* DIRECTIONS FOR THIS TASK
Your task is to write out exactly the lines from the line containing "[segment] grey roof house" through the end of the records, inclusive at both ends.

Outline records
▬▬▬▬▬▬▬▬▬▬

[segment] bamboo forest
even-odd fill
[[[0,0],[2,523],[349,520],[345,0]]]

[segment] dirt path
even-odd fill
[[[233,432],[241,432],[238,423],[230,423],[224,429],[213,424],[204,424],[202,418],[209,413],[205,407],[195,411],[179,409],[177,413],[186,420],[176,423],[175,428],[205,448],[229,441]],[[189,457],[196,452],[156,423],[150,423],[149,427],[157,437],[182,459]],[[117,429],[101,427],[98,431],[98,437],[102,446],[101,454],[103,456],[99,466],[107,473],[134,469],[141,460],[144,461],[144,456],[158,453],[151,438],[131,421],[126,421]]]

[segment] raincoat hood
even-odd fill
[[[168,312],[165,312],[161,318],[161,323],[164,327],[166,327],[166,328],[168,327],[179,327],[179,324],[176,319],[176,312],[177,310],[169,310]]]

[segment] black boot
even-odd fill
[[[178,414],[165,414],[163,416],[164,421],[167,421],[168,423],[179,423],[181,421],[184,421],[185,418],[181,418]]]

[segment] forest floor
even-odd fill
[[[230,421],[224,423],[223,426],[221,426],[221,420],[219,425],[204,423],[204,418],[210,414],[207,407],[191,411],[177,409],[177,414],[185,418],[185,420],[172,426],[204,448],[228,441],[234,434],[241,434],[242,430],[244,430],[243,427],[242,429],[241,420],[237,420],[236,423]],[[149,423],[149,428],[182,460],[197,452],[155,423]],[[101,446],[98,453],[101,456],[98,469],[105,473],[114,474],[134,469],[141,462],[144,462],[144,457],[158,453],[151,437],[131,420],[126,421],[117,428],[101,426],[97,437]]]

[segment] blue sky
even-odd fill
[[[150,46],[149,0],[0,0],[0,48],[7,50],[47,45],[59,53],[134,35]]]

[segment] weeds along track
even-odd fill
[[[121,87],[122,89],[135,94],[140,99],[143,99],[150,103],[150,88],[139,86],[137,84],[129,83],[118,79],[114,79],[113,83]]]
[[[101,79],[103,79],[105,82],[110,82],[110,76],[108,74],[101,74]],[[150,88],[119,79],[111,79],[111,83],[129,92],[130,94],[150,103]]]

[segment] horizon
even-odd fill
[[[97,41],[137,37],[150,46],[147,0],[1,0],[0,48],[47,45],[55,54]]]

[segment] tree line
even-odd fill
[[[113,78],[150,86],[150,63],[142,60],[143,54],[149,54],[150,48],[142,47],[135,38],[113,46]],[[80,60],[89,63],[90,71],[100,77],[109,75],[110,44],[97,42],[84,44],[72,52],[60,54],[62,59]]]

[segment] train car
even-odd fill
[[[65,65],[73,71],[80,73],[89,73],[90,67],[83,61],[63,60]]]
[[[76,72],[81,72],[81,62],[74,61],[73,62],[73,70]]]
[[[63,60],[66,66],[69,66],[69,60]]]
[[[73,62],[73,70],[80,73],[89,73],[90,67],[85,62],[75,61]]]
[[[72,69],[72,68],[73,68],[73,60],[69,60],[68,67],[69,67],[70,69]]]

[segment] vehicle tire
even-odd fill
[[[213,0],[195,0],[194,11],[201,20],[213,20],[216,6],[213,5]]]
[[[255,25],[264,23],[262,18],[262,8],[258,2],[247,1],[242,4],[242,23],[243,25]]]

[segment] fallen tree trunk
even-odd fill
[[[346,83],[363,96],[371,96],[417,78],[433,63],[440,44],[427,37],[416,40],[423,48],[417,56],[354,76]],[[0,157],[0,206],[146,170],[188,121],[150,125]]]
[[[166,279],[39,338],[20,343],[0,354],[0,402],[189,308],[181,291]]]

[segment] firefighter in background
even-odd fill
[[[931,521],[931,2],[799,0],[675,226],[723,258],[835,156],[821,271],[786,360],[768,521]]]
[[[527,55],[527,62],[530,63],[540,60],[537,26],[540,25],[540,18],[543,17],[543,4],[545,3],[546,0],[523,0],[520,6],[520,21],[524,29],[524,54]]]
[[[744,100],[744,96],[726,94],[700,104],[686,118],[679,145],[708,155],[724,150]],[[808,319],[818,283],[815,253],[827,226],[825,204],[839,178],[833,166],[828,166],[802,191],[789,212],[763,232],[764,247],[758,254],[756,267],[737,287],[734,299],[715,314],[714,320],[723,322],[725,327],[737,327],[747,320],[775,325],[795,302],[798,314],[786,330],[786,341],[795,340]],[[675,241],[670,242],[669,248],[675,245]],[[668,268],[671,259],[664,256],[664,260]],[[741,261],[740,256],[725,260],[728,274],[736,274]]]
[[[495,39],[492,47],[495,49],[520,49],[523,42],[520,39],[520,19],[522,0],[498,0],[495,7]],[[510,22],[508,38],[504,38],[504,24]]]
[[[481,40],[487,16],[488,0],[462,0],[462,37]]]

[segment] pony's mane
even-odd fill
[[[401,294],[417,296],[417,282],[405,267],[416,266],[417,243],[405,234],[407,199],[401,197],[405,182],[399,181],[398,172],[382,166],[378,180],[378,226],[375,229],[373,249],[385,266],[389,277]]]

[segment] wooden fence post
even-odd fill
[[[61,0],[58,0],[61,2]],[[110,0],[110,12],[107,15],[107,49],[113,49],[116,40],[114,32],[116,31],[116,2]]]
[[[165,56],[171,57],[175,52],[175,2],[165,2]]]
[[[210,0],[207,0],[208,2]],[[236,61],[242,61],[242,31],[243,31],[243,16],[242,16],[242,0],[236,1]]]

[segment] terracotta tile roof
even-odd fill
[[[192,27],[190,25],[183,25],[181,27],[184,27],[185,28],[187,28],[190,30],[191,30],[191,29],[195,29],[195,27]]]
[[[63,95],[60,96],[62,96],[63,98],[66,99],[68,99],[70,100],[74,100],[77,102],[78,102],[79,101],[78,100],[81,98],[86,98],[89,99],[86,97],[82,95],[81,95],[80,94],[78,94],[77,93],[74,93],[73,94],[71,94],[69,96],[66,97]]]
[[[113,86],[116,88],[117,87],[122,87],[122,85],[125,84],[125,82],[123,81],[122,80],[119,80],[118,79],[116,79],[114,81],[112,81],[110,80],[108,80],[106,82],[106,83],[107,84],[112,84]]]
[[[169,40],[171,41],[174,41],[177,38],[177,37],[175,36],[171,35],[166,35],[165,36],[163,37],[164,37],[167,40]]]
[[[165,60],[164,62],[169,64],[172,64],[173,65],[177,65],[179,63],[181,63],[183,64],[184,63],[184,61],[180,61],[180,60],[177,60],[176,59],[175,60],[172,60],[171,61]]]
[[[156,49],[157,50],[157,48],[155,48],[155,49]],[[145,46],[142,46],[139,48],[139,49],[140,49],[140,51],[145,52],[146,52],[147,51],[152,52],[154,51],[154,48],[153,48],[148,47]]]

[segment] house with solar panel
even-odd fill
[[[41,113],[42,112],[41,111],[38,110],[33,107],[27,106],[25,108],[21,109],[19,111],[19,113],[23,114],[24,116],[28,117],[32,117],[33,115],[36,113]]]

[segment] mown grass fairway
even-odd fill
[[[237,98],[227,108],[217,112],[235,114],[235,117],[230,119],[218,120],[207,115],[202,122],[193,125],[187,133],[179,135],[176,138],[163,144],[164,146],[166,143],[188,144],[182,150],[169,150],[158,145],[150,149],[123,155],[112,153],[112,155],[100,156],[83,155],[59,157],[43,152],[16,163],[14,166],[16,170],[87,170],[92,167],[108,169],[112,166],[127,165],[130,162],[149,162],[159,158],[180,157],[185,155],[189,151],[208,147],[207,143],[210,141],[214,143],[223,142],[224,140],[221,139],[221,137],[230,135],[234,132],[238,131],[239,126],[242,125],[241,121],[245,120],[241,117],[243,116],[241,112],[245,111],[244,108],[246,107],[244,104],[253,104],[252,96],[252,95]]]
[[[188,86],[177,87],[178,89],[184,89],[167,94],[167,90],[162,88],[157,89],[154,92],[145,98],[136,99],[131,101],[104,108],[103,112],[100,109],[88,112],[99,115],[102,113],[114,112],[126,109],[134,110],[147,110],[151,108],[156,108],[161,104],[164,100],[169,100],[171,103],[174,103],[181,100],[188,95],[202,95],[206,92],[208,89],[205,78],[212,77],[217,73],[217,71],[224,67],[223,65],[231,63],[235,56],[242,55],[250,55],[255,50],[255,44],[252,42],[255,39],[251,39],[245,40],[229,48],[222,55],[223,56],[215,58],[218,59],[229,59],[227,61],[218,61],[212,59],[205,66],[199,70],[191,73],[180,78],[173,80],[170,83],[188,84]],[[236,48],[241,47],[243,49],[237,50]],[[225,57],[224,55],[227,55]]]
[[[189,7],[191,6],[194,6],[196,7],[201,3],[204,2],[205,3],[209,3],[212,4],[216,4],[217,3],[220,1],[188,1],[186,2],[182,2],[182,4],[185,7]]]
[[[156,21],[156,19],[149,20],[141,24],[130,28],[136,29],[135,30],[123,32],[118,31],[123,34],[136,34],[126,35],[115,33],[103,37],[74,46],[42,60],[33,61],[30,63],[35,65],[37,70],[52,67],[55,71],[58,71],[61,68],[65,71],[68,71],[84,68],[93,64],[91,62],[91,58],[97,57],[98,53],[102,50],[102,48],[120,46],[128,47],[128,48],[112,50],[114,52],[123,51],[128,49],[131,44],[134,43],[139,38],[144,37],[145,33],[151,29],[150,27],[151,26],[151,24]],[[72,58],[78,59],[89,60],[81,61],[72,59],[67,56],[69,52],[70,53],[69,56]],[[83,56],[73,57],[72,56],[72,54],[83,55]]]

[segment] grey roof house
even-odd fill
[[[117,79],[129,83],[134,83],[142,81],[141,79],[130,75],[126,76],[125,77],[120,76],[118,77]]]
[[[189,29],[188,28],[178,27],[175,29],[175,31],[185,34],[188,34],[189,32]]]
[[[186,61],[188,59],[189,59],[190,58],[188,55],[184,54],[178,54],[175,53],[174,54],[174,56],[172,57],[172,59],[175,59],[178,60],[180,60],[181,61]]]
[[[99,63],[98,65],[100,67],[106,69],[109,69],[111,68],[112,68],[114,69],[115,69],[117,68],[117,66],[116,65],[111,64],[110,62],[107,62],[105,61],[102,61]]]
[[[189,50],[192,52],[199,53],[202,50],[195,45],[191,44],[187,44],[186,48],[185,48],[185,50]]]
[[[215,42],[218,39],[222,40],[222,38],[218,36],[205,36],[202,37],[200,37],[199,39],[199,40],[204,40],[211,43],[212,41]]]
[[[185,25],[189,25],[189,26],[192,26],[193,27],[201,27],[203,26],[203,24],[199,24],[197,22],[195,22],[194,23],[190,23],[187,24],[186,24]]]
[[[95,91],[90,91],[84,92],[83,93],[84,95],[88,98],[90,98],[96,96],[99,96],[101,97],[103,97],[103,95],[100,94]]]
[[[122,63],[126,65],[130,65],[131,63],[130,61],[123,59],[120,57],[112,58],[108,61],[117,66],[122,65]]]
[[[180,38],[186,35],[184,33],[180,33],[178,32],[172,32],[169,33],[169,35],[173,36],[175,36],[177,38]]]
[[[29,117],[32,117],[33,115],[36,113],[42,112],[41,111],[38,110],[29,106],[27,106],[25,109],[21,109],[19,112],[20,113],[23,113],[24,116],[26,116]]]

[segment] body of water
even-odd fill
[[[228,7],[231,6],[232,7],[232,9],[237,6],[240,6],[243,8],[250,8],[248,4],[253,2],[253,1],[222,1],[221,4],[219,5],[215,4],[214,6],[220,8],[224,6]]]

▬▬▬▬▬▬▬▬▬▬

* FINAL RESULT
[segment] grey roof house
even-odd fill
[[[117,79],[129,83],[134,83],[142,81],[141,79],[130,75],[126,76],[125,77],[120,76],[118,77]]]
[[[189,29],[188,28],[178,27],[175,29],[175,31],[185,34],[188,34],[189,32]]]
[[[186,61],[188,59],[189,59],[190,58],[188,55],[184,54],[178,54],[175,53],[174,54],[174,56],[172,57],[172,59],[175,59],[178,60],[180,60],[181,61]]]
[[[99,63],[98,65],[100,67],[106,69],[109,69],[111,68],[112,68],[114,69],[115,69],[117,68],[117,66],[116,65],[111,64],[110,62],[107,62],[105,61],[102,61]]]
[[[189,50],[192,52],[199,53],[202,50],[195,45],[191,44],[187,44],[186,48],[185,48],[185,50]]]
[[[215,42],[218,39],[222,40],[222,38],[218,36],[205,36],[202,37],[200,37],[199,39],[199,40],[204,40],[211,43],[212,41]]]
[[[185,25],[189,25],[189,26],[192,26],[193,27],[201,27],[203,26],[203,24],[199,24],[197,22],[195,22],[194,23],[190,23],[187,24],[186,24]]]
[[[95,91],[90,91],[84,92],[83,93],[84,95],[88,98],[90,98],[96,96],[99,96],[101,97],[103,97],[103,95],[100,94]]]
[[[122,63],[126,65],[130,65],[131,63],[130,61],[123,59],[120,57],[112,58],[108,61],[117,66],[122,65]]]
[[[180,38],[186,35],[184,33],[180,33],[178,32],[172,32],[169,33],[169,35],[173,36],[175,36],[177,38]]]
[[[29,117],[32,117],[33,115],[36,113],[42,112],[41,111],[38,110],[29,106],[27,106],[25,109],[21,109],[19,112],[20,113],[23,113],[24,116],[26,116]]]

[segment] body of water
even-odd fill
[[[228,7],[231,6],[232,7],[232,9],[237,6],[240,6],[243,8],[250,8],[248,4],[253,2],[253,1],[222,1],[221,4],[219,5],[215,4],[214,6],[220,8],[224,6]]]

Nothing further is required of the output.